• **EXTRACT**
%%

Twelve Venezuelan doctors have volunteered their services on board a United States Navy hospital ship. The USNS Comfort will visit three South American countries on the frontline of receiving Venezuelan migrants.
Venezuelans are flooding across the borders into neighbouring countries in a bid to escape the crisis-wracked country. Even though the doctors all live in the US, they volunteered as a means to help fellow Venezuelans who have fled food and medical shortages as an economic collapse pushes millions into poverty.
"This is like a Band-Aid" that will provide only temporary relief, said Dr Marco Bologna, a cardiologist who now lives in Florida. "But it is the right thing to do and it helps us to do something for our country."
Despite being a hospital ship, the Venezuelan government has declared the Comfort a threat. The ship and its crew will therefore be unable to dock at any Venezuelan port during its 11-week tour of Latin America.
The ship sailed from Norfolk, Virginia, on October 11th and will spend several days at two Colombian ports. One of the ports is only an hour’s drive from the Venezuelan border. The ship will then head to Ecuador and Peru, two other countries currently hosting hundreds of thousands of struggling Venezuelans. The final port of call will be Honduras.
The crew’s itinerary has been designed with several local needs in mind, including the need for urgent medical care facing Venezuelan migrants. Local civil society groups in the country published a report earlier this month which suggests some 20,000 doctors have left Venezuela since 2012.
"Each of the countries that we will visit was closely consulted. We have worked closely with them to ensure that we are providing the right care, at the right time, and at the right locations," said Coast Guard Rear Admiral Steven Poullin, who is the director of operations at the US Southern Command.
"Obviously one of the factors that we considered was the Venezuelan crisis and the opportunity to treat Venezuelan migrants," he added.
The United Nations estimates that about 1,9-million Venezuelans have fled the country since 2015. Many have little or no money for the transportation required to reach the border. Some have opted to walk, resulting in perilous journeys that last up to several weeks.
The Venezuelan American Medical Association said it had been working with the Southern Command for several months to prepare the mission. More than 1,000 civilian doctors applied to serve on the ship, but there was space for only a dozen.
According to AP, the Comfort is equipped to handle up to 750 patients a day during its South American journey. Doctors will be able to perform up to 20 surgeries a day.

%%

• **EXTRACTED ENTRIES**
%%

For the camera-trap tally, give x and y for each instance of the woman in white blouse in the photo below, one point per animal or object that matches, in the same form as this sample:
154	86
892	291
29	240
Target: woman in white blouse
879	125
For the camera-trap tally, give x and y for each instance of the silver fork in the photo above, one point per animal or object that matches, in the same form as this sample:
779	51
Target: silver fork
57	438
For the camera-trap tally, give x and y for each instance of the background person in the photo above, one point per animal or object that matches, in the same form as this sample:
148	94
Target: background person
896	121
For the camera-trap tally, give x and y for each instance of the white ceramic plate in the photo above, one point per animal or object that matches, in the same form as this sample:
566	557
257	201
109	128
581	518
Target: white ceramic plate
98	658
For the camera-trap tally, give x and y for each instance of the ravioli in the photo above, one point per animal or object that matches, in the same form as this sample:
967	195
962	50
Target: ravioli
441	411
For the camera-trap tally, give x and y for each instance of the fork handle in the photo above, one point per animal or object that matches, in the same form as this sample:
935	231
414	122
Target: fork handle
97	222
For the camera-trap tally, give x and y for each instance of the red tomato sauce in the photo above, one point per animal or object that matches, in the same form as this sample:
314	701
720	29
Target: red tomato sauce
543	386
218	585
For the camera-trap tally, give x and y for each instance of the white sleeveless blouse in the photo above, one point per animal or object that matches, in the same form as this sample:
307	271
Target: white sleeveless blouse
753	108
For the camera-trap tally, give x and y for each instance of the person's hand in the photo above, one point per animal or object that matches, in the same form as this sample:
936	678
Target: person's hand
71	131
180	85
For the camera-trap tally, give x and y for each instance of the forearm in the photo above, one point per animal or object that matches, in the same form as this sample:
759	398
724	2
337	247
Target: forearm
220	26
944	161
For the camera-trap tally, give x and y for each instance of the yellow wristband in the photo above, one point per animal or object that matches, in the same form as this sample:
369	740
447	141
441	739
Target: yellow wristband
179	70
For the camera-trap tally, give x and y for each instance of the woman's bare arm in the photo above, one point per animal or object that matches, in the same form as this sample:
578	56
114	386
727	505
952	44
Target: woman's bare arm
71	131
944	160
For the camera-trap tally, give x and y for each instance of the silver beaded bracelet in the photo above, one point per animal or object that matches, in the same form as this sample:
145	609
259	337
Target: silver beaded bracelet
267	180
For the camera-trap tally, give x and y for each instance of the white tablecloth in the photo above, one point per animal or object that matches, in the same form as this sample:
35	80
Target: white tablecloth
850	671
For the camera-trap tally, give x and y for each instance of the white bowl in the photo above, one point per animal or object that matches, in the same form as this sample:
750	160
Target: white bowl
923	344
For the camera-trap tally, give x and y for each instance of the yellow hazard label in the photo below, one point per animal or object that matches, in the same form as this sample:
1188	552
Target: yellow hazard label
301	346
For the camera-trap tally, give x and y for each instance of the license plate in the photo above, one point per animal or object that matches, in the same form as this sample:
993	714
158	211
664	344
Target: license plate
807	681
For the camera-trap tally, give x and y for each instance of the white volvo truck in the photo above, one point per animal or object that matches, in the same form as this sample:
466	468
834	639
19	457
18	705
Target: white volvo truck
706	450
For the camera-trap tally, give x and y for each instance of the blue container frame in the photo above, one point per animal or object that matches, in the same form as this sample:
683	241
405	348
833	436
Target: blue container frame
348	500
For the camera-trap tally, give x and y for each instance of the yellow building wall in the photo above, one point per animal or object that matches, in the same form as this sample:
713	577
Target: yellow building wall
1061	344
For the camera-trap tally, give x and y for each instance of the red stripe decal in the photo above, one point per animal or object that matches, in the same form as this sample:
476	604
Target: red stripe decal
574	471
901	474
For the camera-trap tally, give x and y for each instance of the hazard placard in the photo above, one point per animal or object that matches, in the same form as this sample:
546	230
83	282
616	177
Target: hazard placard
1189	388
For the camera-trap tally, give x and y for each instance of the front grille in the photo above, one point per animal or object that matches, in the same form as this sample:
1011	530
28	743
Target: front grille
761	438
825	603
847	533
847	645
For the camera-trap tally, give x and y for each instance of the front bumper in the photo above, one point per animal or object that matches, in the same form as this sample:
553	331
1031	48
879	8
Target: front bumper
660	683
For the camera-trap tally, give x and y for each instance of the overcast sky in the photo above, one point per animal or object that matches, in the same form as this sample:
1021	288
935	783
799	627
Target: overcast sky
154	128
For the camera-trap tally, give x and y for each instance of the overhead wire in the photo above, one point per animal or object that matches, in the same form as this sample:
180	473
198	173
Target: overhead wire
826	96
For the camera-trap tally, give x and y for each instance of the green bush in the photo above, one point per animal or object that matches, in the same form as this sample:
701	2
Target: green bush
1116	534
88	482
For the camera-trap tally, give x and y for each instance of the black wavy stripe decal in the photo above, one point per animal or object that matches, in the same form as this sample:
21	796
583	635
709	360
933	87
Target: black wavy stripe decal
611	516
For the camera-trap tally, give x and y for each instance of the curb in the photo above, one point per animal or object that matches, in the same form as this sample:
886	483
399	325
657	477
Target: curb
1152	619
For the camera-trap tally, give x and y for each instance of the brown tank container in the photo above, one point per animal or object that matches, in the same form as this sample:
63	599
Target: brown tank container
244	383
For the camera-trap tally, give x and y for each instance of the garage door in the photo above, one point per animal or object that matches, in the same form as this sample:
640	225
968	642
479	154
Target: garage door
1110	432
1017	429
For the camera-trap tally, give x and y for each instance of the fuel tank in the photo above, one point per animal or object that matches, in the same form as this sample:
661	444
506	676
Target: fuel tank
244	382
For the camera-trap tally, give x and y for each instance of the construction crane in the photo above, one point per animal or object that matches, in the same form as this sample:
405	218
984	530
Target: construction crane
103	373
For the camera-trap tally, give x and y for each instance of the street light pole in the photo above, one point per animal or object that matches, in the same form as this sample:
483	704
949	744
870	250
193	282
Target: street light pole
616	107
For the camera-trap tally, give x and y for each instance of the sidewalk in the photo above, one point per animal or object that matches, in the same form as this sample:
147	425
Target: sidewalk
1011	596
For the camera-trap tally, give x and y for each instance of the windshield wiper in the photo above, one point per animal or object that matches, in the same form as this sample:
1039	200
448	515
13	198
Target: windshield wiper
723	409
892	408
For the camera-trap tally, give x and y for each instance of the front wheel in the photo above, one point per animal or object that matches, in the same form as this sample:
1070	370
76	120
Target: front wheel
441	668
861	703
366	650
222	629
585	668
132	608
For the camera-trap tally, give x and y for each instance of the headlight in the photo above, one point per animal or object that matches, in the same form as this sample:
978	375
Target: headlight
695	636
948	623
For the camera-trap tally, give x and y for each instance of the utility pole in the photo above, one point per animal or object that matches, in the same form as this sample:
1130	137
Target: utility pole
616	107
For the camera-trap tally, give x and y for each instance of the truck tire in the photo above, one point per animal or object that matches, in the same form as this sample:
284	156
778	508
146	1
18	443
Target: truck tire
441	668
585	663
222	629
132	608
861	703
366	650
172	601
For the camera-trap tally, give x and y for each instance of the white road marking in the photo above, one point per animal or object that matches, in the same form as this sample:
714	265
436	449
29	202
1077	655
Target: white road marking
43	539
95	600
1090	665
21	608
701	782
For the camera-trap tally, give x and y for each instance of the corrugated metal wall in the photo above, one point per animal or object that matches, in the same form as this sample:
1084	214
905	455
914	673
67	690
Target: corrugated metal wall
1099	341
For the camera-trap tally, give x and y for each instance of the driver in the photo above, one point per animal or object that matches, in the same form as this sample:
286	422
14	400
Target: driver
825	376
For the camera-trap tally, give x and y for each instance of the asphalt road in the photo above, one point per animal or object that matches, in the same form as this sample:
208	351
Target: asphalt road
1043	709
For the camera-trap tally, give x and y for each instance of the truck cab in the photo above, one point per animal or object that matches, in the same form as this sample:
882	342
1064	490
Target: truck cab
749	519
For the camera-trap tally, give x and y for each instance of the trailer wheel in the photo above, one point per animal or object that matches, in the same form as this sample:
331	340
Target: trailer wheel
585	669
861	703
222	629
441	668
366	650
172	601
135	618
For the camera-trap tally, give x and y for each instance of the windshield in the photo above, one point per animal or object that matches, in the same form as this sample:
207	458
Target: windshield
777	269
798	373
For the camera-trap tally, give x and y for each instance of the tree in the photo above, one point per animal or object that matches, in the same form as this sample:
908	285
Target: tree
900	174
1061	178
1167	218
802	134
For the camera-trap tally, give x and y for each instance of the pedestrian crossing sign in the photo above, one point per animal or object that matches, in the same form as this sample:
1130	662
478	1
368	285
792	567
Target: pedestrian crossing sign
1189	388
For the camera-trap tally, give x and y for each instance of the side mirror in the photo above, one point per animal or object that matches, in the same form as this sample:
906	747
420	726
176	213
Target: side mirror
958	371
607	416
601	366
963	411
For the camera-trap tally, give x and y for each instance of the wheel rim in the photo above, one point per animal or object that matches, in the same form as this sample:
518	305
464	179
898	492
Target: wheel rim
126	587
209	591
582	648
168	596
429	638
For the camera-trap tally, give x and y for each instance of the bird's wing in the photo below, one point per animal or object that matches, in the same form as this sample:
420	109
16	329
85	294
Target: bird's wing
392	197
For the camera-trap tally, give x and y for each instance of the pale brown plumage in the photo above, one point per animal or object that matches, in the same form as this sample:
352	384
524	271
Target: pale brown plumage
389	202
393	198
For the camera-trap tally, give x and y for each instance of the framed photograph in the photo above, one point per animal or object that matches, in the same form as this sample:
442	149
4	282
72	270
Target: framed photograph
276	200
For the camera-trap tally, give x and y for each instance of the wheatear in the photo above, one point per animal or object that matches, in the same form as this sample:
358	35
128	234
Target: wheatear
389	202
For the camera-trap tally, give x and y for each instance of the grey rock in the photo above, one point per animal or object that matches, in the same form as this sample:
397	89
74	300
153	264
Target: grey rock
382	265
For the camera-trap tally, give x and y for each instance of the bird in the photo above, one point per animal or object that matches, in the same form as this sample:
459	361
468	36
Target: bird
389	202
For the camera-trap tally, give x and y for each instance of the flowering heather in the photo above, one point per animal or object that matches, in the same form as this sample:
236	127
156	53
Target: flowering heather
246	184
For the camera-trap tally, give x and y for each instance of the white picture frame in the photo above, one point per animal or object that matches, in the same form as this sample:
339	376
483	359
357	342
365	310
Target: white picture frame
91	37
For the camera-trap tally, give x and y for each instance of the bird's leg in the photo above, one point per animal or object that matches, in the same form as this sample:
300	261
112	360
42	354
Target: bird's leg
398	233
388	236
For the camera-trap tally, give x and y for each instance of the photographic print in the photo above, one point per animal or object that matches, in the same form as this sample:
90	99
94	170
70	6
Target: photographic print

%%

• **PROBLEMS TO WORK ON**
1) Using the hospital ship article, state whether each statement agrees with it: (a) The Comfort will dock at Venezuelan ports during its tour. (b) More than 1,000 civilian doctors applied to serve on the ship. (c) Honduras is the first port of call on the ship's route. Answer yes or no for each, quoting the deciding words of the article exactly.
2) Reproduce the passage of the hospital ship article that begins at the words "Venezuelans are flooding" and stops after the words "of Latin America.".

• **RESPONSES TO THE TASKS**
1)
(a) No: "The ship and its crew will therefore be unable to dock at any Venezuelan port during its 11-week tour of Latin America."
(b) Yes: "More than 1,000 civilian doctors applied to serve on the ship, but there was space for only a dozen."
(c) No: "The final port of call will be Honduras."

2)
Venezuelans are flooding across the borders into neighbouring countries in a bid to escape the crisis-wracked country. Even though the doctors all live in the US, they volunteered as a means to help fellow Venezuelans who have fled food and medical shortages as an economic collapse pushes millions into poverty.
"This is like a Band-Aid" that will provide only temporary relief, said Dr Marco Bologna, a cardiologist who now lives in Florida. "But it is the right thing to do and it helps us to do something for our country."
Despite being a hospital ship, the Venezuelan government has declared the Comfort a threat. The ship and its crew will therefore be unable to dock at any Venezuelan port during its 11-week tour of Latin America.